Aufgabenstellung:
Drucken Sie aus der Forumsdiskussion über deutschsprachiges GIMP den Abschnitt zwischen „# GIMP deutschsprachig“ und „das relativ leicht.“ wortgetreu ab, beide Stellen eingeschlossen.

# GIMP deutschsprachig

## Christoph Schnauß

hallo,

ich muß mich etwas ausführlicher mit dem GIMP beschäftigen. Ihn zu installieren ging zwar leicht, aber ich kriege leider weder eine deutschsprachige Benutzerführung zustande noch das deutschsprachige Benutzerhandbuch. Ich weiß einfach nicht, wonach ich da suchen soll. In anderen Distributionen (z.B. Kubuntu) geht das relativ leicht.

Hat jemand einen Denkanstoß?

Christoph S.

----------

## Anarcho

Also mein gimp ist in deutsch. Was sagen denn deine locales (Im Terminal "locale" eingebeb)?

Einträge zur Regionenbeschriftung:
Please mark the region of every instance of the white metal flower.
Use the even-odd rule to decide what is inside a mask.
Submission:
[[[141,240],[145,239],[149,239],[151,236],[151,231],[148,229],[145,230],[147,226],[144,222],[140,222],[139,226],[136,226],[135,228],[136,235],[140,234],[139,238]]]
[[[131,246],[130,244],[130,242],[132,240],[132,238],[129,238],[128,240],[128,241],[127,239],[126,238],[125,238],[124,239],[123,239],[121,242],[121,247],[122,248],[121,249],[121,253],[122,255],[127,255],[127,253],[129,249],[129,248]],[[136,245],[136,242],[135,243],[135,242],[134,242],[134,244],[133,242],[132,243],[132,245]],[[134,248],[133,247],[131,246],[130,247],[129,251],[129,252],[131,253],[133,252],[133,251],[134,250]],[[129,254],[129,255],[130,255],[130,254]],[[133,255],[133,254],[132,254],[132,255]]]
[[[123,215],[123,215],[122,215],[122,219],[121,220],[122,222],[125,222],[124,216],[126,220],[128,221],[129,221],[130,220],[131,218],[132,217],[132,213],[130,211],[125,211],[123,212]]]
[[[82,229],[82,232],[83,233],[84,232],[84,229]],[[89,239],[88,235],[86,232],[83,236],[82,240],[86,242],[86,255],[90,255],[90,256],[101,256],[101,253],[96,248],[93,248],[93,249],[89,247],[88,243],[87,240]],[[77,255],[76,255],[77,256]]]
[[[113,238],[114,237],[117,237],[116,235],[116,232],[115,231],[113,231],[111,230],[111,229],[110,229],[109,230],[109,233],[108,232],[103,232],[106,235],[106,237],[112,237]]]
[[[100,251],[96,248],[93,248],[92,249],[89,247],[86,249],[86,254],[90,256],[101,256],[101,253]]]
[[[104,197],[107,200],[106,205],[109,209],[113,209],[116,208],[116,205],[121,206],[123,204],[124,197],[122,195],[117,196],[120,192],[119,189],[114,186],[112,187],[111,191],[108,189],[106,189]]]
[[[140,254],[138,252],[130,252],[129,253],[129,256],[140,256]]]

* * *

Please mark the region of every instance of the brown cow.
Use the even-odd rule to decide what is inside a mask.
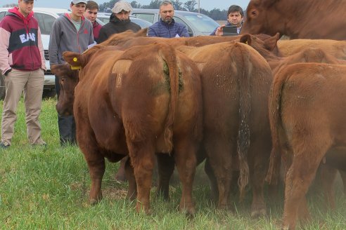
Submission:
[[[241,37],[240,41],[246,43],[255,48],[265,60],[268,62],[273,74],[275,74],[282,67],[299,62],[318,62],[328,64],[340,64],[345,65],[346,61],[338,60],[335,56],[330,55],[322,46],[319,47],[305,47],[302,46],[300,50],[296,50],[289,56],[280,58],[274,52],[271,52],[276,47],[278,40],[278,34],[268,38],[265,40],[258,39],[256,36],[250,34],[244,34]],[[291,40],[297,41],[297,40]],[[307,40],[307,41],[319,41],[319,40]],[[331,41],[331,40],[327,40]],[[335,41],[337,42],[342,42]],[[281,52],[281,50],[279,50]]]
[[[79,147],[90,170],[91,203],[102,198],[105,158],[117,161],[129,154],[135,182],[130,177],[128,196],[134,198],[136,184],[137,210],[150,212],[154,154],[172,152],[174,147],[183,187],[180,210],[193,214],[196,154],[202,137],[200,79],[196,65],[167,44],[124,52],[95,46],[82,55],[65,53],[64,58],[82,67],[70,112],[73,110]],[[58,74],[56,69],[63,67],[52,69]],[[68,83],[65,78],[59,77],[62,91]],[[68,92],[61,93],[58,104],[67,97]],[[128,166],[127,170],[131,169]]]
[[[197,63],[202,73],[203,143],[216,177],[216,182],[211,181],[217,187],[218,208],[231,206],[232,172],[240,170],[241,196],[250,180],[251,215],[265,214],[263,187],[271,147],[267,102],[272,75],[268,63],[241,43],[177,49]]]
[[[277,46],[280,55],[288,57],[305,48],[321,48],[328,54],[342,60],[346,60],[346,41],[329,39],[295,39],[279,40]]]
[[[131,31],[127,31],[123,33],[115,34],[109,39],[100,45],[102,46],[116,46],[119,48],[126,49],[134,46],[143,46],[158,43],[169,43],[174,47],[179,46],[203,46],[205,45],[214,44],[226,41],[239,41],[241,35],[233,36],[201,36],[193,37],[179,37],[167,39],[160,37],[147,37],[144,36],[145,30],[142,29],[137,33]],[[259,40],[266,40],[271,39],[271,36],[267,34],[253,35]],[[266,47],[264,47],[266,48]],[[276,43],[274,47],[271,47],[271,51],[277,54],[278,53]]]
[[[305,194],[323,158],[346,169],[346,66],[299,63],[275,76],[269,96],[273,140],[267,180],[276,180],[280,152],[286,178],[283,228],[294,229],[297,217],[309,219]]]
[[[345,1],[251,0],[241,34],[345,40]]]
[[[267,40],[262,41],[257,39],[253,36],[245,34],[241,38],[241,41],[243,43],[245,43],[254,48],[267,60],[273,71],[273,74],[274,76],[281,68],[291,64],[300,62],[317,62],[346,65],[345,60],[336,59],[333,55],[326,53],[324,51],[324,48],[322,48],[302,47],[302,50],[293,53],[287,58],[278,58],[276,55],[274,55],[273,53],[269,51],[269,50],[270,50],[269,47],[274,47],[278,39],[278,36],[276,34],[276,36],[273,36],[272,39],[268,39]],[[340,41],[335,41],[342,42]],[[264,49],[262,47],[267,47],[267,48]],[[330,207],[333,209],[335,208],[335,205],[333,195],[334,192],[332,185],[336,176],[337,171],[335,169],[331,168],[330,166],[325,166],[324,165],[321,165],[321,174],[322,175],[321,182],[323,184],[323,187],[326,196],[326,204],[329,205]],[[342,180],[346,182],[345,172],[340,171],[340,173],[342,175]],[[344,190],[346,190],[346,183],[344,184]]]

Vollständige Antwort:
# GIMP deutschsprachig

## Christoph Schnauß

hallo,

ich muß mich etwas ausführlicher mit dem GIMP beschäftigen. Ihn zu installieren ging zwar leicht, aber ich kriege leider weder eine deutschsprachige Benutzerführung zustande noch das deutschsprachige Benutzerhandbuch. Ich weiß einfach nicht, wonach ich da suchen soll. In anderen Distributionen (z.B. Kubuntu) geht das relativ leicht.